Gather and copy every line of the listing below that contains the word "black", treating uppercase and lowercase letters as different.

start Material provided

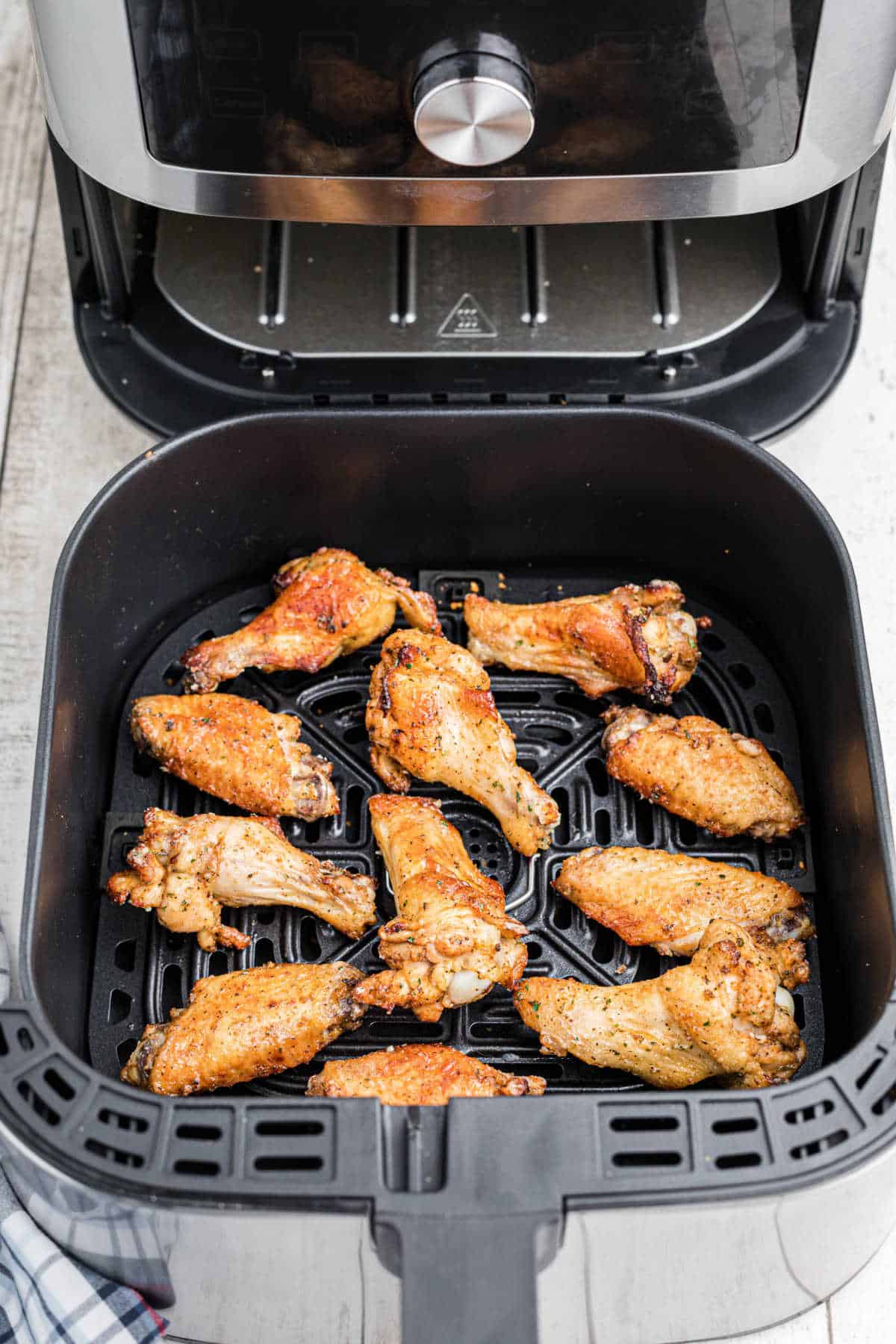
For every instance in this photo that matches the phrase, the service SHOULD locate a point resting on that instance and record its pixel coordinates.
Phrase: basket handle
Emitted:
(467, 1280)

end Material provided
start Material provided

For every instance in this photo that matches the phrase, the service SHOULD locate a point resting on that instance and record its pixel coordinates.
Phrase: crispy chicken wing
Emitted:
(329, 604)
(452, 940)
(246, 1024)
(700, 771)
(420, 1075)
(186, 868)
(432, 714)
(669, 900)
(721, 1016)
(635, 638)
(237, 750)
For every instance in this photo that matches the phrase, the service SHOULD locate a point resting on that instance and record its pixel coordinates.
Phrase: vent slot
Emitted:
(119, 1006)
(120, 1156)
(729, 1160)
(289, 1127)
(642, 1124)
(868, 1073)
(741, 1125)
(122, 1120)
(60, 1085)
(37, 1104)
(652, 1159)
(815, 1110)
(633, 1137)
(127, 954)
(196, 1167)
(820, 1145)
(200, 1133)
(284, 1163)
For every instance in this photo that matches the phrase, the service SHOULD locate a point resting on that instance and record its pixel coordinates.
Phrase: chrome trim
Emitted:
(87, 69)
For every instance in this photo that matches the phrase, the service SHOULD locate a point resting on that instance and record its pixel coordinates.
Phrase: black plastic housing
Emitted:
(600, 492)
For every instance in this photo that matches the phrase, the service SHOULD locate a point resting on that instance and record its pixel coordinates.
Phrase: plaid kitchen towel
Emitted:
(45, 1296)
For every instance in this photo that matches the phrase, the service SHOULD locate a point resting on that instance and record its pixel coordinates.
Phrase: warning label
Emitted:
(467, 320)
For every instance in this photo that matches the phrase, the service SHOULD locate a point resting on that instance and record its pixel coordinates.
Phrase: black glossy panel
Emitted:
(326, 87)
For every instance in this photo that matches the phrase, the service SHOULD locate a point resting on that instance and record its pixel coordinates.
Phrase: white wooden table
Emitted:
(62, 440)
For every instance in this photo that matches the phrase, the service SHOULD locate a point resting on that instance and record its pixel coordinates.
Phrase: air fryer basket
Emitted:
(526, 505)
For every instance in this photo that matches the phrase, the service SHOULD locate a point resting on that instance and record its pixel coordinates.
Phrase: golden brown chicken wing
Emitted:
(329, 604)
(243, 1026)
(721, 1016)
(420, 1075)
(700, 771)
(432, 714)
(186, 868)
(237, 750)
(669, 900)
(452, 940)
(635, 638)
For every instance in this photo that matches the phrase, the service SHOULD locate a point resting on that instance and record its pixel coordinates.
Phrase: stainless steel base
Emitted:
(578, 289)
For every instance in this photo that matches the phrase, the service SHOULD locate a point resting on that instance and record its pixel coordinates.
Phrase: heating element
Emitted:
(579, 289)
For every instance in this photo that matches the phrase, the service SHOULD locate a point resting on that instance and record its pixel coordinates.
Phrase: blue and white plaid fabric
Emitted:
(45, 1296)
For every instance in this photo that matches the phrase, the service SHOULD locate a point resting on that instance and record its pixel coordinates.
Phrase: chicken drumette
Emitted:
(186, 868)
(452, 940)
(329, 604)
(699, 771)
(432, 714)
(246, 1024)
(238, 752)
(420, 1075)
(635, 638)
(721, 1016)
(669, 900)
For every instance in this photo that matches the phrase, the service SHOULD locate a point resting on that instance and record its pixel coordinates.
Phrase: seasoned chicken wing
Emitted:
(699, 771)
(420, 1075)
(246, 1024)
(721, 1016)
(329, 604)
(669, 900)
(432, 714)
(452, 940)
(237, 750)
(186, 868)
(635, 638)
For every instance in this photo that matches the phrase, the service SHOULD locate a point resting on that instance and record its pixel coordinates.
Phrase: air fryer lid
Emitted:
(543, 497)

end Material provided
start Material provided

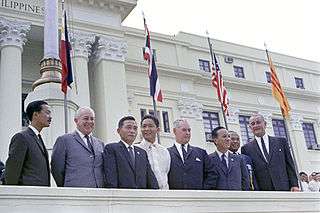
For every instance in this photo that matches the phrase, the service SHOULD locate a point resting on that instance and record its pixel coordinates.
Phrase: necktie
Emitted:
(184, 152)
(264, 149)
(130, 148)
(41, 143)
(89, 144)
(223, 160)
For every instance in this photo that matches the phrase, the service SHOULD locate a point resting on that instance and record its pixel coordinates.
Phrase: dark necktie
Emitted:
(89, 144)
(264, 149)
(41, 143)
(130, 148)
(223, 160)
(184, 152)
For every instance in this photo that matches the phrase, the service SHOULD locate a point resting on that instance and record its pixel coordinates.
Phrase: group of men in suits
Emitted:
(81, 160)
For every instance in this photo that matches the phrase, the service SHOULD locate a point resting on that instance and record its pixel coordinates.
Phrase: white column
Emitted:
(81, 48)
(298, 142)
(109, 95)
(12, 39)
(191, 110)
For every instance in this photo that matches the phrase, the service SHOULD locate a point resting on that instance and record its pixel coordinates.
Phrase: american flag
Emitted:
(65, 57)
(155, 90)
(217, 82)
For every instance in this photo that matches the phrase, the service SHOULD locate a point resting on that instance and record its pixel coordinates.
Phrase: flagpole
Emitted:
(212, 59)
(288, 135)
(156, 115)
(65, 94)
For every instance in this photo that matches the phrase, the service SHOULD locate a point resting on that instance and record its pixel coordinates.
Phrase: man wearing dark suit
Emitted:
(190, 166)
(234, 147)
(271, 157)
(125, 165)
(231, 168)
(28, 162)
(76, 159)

end Material provided

• [Output below]
Phrase: black plastic housing
Phrase: black glossy panel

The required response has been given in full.